What is expected: Quote the listing below verbatim, line for line, with no changes.

Task inputs:
%%
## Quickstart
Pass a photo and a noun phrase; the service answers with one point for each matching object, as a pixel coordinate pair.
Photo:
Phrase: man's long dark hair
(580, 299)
%%
Task result:
## Quickstart
Pass a photo and a noun phrase; the service answers with one point for each matching object, as a pixel coordinate pair.
Photo:
Phrase: man's long dark hair
(580, 299)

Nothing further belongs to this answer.